(ELENCO DELLE CONSEGNE):
a) Traduci in inglese questa frase del brano sui docenti siciliani: "I docenti siciliani immessi in ruolo con il “piano straordinario di assunzioni” della legge 107 del 2015, non vogliono raggiungere le sedi assegnate."
b) Riprendi il brano sui docenti siciliani e proseguilo oltre l'ultima frase riportata.

Scuola senza pace

Molti docenti siciliani immessi recentemente in ruolo non vogliono prendere servizio nelle sedi loro assegnate nel nord Italia. Rischio conflitti tra insegnanti e disagi per gli studenti. Il ministro, per ora, resiste…
Bambini

La “Buona Scuola” li ha mandati a insegnare in varie province del Nord Italia. Ma loro non vogliono andarci. I docenti siciliani immessi in ruolo con il “piano straordinario di assunzioni” della legge 107 del 2015, non vogliono raggiungere le sedi assegnate. Troppo distanti da casa, innumerevoli i disagi per chi è costretto a lasciare la famiglia (spesso figli piccoli o genitori anziani) per una docenza a 1000 o 1500 chilometri dalla propria città.

(MATERIALE DEL DATASET):
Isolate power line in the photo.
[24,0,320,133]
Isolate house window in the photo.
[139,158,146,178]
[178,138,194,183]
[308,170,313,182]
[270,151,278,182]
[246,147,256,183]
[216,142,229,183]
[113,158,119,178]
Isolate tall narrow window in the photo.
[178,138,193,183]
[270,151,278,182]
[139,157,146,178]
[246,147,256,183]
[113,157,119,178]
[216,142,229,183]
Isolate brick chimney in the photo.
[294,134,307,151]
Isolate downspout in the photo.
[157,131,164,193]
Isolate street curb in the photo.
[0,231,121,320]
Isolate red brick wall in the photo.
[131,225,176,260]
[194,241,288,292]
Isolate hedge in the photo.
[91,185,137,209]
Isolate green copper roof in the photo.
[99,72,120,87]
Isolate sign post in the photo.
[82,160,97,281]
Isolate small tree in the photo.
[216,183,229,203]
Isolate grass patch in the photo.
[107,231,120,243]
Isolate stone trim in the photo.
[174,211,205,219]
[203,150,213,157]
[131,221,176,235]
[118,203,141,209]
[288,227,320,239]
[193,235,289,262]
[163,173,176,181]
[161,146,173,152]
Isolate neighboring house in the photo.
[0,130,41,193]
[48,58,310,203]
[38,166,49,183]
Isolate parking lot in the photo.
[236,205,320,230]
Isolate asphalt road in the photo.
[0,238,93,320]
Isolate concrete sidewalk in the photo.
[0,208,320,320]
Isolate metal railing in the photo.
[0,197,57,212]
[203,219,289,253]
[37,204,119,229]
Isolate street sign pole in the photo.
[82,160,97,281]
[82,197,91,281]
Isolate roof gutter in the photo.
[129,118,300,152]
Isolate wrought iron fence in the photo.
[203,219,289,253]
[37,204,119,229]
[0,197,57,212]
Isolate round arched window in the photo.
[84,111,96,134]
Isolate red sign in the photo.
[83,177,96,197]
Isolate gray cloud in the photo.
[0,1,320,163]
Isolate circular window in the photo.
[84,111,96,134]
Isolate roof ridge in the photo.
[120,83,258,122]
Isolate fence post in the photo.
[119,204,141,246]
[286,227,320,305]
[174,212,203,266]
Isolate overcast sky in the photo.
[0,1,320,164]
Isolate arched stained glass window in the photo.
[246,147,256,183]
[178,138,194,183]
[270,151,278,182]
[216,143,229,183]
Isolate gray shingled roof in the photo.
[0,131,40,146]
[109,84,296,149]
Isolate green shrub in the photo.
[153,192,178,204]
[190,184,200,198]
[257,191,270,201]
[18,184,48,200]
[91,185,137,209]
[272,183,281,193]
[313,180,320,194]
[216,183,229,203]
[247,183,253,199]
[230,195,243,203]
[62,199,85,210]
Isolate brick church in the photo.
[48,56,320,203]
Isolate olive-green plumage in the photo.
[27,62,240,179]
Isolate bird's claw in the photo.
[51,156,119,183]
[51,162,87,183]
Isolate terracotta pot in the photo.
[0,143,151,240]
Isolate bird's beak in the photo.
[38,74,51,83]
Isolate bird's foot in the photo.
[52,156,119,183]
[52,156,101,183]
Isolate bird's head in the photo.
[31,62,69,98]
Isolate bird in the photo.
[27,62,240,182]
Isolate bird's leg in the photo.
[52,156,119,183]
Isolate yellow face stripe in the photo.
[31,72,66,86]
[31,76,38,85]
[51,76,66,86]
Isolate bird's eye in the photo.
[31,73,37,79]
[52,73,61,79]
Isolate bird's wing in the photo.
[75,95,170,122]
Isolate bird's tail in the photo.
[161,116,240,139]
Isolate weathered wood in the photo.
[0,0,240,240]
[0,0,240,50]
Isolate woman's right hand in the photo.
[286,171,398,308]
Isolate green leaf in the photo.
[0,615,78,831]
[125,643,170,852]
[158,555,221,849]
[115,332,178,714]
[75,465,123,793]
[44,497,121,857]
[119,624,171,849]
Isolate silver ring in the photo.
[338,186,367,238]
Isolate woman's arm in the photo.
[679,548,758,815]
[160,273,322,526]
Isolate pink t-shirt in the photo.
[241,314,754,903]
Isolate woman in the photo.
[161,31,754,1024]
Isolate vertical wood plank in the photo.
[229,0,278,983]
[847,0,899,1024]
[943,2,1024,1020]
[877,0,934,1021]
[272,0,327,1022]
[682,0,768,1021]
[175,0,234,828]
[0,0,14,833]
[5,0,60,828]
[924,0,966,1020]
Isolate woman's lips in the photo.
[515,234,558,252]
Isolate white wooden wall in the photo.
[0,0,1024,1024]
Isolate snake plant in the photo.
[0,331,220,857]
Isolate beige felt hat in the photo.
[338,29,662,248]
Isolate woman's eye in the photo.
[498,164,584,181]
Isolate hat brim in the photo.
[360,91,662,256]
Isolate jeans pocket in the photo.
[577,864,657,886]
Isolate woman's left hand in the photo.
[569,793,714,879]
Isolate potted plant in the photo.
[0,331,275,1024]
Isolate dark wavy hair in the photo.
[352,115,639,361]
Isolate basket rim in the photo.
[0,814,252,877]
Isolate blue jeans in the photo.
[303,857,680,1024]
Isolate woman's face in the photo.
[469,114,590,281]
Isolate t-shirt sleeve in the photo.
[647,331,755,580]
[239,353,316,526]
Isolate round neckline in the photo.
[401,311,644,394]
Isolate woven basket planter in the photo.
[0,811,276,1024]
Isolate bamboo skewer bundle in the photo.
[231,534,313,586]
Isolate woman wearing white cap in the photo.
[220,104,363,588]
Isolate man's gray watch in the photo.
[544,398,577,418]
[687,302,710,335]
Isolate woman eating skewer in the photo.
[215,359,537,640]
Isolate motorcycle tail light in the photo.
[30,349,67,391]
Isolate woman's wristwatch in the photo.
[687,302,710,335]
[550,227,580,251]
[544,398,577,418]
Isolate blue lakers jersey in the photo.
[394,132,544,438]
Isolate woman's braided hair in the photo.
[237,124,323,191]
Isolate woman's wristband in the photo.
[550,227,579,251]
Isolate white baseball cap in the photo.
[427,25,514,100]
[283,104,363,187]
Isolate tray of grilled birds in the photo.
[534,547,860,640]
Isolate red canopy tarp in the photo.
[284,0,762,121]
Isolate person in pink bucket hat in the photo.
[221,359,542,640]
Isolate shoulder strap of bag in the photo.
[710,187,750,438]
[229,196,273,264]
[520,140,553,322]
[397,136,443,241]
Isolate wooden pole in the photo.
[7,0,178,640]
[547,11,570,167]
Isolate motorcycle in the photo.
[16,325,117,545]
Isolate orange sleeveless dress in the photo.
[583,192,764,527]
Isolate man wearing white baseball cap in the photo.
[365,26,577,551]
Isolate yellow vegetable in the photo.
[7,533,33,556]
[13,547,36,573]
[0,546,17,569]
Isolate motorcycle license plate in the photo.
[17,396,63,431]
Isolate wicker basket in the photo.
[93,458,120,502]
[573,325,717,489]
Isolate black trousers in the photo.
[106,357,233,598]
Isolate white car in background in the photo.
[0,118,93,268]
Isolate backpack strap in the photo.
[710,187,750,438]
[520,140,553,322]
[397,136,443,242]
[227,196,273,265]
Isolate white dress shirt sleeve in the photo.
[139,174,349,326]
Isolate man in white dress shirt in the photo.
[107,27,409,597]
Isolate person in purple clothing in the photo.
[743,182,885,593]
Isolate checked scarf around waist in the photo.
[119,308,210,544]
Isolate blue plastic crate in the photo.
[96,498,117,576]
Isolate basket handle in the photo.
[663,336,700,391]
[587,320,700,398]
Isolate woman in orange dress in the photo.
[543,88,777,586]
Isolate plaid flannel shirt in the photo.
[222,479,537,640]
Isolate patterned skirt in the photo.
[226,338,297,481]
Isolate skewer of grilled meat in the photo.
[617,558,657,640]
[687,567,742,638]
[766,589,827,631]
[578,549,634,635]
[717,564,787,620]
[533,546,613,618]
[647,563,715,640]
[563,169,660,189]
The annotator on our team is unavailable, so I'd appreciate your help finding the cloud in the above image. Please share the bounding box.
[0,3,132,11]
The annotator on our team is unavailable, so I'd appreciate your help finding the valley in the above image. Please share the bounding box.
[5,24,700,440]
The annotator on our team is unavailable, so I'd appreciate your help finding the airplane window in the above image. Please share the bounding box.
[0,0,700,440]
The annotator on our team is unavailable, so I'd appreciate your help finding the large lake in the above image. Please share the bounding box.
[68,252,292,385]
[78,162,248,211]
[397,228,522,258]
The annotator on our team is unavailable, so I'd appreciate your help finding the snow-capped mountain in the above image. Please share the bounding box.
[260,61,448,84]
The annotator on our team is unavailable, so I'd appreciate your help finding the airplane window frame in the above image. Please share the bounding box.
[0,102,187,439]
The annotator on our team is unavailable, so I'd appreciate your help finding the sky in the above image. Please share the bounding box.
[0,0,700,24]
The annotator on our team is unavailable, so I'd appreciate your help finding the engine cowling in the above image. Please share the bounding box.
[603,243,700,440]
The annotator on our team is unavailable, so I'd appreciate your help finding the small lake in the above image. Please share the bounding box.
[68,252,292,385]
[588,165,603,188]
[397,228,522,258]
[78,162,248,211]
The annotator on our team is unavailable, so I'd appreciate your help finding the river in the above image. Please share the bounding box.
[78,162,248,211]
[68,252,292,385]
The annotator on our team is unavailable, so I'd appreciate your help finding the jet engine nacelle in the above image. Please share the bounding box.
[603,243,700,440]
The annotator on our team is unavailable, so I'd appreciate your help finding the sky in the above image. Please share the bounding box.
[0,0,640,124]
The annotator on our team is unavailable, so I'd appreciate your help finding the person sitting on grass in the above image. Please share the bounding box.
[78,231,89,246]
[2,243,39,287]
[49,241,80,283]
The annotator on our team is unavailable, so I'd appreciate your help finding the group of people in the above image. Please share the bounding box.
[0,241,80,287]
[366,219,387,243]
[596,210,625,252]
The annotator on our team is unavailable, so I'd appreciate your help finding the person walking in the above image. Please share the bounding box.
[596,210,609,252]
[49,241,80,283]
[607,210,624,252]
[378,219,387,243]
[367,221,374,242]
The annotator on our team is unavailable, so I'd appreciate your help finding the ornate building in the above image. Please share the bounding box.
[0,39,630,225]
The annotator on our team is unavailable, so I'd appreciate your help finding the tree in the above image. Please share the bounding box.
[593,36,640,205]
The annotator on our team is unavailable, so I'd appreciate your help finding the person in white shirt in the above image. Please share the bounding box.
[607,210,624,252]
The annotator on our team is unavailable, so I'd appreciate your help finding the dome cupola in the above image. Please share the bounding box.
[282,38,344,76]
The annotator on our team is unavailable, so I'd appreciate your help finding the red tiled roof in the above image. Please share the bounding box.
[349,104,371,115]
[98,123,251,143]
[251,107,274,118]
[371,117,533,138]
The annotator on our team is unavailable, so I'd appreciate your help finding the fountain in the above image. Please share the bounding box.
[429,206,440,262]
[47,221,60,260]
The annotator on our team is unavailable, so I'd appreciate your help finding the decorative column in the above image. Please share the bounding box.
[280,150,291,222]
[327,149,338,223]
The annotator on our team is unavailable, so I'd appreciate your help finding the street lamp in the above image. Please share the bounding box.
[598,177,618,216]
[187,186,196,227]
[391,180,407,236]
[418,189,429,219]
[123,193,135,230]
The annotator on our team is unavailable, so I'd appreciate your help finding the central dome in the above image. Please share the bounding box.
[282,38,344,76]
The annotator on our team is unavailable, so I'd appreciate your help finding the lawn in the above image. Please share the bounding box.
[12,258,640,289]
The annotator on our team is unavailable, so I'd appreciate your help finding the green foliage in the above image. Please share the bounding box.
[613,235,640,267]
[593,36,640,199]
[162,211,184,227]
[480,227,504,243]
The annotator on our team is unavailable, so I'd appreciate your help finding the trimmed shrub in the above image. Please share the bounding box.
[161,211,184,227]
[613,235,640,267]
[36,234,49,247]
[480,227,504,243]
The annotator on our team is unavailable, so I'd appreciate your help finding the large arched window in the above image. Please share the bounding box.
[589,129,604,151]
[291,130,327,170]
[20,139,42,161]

(RISULTATI PER CONSEGNA):
a) The Sicilian teachers who were given permanent positions under the "extraordinary hiring plan" of Law 107 of 2015 do not want to take up the posts assigned to them.

b)
Parte da Ragusa la mobilitazione dei docenti siciliani che, con un documento firmato da 250 docenti (ma le adesioni sono in aumento) hanno chiesto al ministro dell’Istruzione, Valeria Fedeli, un “piano straordinario di rientro in Sicilia” ed un “tavolo tecnico” al ministero dell’Istruzione per trovare delle soluzioni adeguate. Il documento è stato consegnato al Provveditore, poi all’assessore regionale Bruno Marziano. Marziano ha accolto le richieste. Ed ha bussato alla porta del ministro che, però, quest’anno, pare intenzionata a non concedere troppe deroghe.

Marziano ha proposto il «rientro, con mobilità annuale, dei docenti specializzati per il sostegno che sono fuori regione o l’assegnazione provvisoria in Sicilia». Inoltre, si chiederà di incrementare anche il tempo pieno, prevedendo un investimento di 11 milioni di euro. Ma per questo, bisognerà attendere il prossimo anno scolastico e l’azione del nuovo governo regionale che si insedierà a novembre.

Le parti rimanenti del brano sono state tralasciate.